### What you need to do
Can you extend the movie review below, picking up right after its final sentence?

### Exercise passage

□ □ □ □

The thing about Waititi’s work is he allows humour to supercede everything including death, so death is dealt with almost as a trivial afterthought. The magnificent Cate Blanchett in goth drag fells a horde of Asgardian soldiers with nary a blink, and it’s nothing, just par for the course. We see some beloved (?) heroes fall almost without pause, no significant warning, no chance to mourn the way we did for Agent Coulter in the Avengers, and somehow… it’s okay. It’s the comics! They have the power of the retcon!
A gorgeous, muscled man with a torso made for sin, can harness lightning, has impeccable comic timing and still find a way to be flustered in the face of a budding crush? Chris Hemsworth is a god. Frank Miller aside, I don’t necessarily need to see comic book heroes wrestle with their inner demons all the time. I just want to watch them break things with lightning bolts streaming from their eyes. I want to see whom Hela impales next, what Thor and the Hulk are going to do on Sakaar, what that amazingly endearing Korg is going to say(Waititi’s cameo, Kiwi accent and everything!), and of course what Goldblumish thing Jeff Goldblum is going to bless us all with next. (Don’t be fooled by the Grandmaster costume. Jeff Goldblum is playing Jeff Goldblum. That is all.)
Thor and the Hulk – already the best odd couple since The Avengers – only get better here, as cosmic gladiators duking it out on a trash heap of a planet and, later as bunk mates in a locker room, recovering from their injuries. If you didn’t already love Mark Ruffalo’s iteration as Bruce Banner/Hulk (“I have seven PHDs! The Hulk has zero!”), you will definitely love him in a crew cut, strings of beaded necklaces and not much else. (Thor: “Oh, it’s in my head now.”)

□ □ □ □

### Given data

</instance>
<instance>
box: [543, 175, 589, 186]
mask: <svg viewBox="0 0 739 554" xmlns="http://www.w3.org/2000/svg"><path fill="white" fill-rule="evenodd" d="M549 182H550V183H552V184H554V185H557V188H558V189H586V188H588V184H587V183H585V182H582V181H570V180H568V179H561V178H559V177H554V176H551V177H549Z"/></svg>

□ □ □ □

### Response area
It says something about the cast when a magnetic screen presence like Idris Elba is almost an afterthought. Try as he might, the scenery is chewed to shreds by so many of the movie’s members, there’s barely anything left for Heimdall to sink his teeth in. Tom Hiddleston as Loki also gets screen time but the lustre seems to have dulled, perhaps from dating Taylor Swift and wearing that godawful tank . He clearly hasn’t gained forgiveness just yet which Waititi is aware of, because Thor spends a lot of their shared screen time throwing things at Loki, to my everlasting delight.
I said in a previous post I hoped Waititi would bring his sensibilities to the new Thor movie and by god he did. It’s a madcap romp through a cosmos that explodes with colour and vibrancy, the the spirit brother of the first Guardians of the Galaxy, with a less curated (though by no means inferior) soundtrack and an amped up sense of humour.
And it works. It works better than I ever expected it could, because Thor: Ragnarok captures the feeling of reading an actual comic book, that conscious sense of checking disbelief at the door and diving into a multi-hued universe with exaggerated superbeings who are always trying to either save the world or destroy it, and not looking for meaning or depth, just finding sheer, unbridled fantasy and entertainment. It casts relatability to the wind and reminds us all that superheroes didn’t choose the skux life. The skux life chose them.